(Dataset entries)
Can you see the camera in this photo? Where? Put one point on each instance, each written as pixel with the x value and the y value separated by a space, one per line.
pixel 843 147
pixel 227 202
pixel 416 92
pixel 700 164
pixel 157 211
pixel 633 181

## WHAT THIS TASK INVOLVES
All the records above are to be reproduced exactly.

## ANSWER SECTION
Can you see the camera in this photo? Where? Put one point on each instance, each written as pixel with the x value and the y value separated by a space, one per line.
pixel 843 147
pixel 227 202
pixel 416 92
pixel 700 164
pixel 157 211
pixel 633 181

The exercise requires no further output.